(begin)
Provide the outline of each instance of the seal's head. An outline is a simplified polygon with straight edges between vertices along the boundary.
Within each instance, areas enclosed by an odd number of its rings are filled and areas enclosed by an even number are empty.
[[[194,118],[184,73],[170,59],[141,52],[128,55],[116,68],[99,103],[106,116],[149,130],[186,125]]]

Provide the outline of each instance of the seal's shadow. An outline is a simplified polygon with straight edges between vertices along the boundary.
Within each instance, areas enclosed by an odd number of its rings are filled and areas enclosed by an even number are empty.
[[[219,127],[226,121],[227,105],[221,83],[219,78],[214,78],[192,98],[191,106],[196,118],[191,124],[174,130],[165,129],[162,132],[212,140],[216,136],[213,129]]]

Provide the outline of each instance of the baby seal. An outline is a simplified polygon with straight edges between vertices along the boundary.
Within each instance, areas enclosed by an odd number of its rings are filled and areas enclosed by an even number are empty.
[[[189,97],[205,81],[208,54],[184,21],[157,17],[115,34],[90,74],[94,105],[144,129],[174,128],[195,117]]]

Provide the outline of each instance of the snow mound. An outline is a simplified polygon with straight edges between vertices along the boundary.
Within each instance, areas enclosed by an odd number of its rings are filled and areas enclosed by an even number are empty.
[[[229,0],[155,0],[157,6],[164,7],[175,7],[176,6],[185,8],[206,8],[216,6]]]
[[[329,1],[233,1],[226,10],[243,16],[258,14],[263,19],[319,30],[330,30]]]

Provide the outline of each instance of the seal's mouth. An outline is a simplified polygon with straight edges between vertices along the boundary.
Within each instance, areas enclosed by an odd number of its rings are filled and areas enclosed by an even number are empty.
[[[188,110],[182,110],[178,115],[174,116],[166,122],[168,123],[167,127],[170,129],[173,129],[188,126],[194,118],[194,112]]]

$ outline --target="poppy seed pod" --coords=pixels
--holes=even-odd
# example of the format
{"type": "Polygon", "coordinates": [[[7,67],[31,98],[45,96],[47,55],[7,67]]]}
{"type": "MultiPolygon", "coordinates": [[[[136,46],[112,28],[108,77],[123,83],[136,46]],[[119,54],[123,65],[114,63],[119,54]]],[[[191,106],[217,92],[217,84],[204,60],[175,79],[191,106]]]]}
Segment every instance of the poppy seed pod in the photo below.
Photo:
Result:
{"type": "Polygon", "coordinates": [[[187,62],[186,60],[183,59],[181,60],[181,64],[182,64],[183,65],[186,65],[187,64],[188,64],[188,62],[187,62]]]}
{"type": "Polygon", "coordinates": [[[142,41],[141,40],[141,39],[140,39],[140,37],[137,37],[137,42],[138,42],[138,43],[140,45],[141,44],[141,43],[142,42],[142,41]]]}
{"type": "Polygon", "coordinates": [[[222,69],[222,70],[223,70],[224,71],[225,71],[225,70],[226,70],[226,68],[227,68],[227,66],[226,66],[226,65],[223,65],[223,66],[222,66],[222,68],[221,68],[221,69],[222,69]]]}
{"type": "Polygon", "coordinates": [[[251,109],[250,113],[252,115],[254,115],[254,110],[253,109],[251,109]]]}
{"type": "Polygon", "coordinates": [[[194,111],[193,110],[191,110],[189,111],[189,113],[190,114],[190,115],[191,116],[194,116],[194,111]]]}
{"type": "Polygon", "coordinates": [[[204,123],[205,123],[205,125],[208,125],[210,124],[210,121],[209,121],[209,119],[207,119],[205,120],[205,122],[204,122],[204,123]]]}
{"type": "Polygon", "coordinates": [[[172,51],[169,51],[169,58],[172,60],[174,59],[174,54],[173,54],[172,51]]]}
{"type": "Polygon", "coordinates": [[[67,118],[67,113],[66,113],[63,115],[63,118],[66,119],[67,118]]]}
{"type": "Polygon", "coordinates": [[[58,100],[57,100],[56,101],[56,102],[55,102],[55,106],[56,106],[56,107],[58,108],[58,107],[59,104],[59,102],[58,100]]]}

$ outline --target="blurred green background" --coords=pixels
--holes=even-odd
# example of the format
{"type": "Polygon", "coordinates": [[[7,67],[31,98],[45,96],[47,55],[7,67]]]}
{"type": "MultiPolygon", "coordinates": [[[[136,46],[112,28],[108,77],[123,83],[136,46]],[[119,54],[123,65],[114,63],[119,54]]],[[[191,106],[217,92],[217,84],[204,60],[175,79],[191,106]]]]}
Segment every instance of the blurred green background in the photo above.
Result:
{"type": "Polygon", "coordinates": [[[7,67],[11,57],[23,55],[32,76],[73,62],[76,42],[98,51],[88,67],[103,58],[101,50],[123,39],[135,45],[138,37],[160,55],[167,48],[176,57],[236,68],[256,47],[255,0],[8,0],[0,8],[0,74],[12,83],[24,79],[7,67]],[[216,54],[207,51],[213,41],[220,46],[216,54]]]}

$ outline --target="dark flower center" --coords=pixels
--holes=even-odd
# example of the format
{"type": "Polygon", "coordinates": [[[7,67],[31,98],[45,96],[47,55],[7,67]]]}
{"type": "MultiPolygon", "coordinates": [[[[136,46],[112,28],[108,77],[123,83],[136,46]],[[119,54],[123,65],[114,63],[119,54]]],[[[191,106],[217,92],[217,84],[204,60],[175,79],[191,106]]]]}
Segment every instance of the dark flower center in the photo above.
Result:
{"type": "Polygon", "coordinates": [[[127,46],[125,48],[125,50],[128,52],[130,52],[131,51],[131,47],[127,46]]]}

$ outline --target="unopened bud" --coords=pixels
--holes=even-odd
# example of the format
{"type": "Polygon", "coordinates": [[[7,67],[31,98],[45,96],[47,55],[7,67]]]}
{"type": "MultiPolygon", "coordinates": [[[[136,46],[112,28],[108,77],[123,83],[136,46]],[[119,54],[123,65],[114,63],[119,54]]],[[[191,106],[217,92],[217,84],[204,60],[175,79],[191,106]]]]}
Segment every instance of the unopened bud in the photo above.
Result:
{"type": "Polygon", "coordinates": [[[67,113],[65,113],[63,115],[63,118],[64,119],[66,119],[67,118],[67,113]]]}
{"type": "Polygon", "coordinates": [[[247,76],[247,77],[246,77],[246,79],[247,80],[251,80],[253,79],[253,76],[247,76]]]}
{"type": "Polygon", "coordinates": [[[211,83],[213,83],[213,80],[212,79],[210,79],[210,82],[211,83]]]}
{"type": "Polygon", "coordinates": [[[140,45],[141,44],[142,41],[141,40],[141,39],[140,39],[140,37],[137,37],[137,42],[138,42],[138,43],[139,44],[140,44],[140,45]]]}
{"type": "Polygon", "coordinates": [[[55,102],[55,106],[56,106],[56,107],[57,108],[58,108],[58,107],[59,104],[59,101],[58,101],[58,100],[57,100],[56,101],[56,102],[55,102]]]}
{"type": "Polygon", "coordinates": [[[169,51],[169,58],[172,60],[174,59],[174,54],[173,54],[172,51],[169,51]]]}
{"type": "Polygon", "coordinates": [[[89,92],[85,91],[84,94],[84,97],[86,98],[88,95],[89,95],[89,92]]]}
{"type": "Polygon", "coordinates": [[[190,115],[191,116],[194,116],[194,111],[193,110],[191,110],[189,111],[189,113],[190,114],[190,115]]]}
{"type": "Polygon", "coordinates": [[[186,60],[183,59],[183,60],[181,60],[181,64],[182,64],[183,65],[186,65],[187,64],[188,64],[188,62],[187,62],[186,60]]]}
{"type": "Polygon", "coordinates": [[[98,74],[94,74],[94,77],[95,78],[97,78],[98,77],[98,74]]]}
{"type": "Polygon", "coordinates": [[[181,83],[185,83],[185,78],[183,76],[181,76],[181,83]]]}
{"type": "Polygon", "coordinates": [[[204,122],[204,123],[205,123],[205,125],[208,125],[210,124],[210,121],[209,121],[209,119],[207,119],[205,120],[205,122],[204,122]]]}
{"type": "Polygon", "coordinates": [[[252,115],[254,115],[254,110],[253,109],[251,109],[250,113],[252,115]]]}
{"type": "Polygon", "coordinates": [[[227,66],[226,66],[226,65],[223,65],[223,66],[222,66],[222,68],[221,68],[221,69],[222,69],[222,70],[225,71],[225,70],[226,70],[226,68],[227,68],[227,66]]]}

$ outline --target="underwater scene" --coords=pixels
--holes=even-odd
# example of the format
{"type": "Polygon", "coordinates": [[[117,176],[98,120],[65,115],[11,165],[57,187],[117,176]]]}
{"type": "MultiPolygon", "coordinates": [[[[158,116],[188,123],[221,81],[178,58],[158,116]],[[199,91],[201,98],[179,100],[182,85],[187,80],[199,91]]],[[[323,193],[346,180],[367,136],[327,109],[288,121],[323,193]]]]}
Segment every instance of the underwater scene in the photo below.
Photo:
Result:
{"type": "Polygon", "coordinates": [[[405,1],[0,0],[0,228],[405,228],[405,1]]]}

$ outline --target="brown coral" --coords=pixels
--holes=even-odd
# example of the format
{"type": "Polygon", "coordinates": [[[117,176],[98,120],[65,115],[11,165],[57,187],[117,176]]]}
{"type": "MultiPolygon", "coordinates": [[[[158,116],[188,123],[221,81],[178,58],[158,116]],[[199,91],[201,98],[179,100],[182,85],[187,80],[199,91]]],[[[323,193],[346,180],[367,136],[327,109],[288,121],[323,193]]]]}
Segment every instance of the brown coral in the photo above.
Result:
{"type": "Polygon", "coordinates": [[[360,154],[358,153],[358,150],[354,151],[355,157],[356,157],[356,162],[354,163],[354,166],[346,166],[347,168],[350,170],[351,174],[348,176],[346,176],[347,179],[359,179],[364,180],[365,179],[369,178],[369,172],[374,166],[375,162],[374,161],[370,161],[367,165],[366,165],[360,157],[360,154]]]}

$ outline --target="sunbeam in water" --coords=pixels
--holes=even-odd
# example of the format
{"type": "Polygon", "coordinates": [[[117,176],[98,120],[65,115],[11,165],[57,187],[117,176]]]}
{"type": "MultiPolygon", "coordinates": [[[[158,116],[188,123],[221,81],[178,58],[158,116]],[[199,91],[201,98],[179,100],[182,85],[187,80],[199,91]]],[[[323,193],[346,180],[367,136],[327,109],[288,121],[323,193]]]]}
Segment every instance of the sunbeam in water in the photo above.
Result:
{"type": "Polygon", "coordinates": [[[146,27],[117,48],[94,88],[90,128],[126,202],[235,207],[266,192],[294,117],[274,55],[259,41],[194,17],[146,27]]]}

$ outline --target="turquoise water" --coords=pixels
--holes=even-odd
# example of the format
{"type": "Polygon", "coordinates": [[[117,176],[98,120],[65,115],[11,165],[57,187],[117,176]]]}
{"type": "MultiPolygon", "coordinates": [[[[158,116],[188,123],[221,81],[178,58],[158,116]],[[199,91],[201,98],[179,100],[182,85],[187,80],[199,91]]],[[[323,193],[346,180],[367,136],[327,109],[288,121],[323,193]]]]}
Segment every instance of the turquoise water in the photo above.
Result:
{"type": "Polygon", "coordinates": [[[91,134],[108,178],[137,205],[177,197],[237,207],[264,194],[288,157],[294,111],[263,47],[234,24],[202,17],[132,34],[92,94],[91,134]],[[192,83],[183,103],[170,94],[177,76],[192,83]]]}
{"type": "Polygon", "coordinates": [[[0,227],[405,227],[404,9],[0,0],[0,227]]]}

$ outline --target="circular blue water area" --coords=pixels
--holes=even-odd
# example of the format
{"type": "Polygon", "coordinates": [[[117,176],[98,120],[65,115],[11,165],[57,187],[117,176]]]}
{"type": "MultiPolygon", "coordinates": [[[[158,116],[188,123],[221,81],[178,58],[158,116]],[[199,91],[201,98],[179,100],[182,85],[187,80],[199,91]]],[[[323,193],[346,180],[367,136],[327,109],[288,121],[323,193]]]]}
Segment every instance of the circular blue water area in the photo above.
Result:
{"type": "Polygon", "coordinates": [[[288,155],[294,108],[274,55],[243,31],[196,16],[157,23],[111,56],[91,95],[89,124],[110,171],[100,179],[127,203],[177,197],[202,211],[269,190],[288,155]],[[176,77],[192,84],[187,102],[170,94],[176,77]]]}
(end)
Count the lines in the data above that contain the string "poppy", treating uppercase and lowercase as different. Give only the number.

OUTPUT FOR THIS TASK
2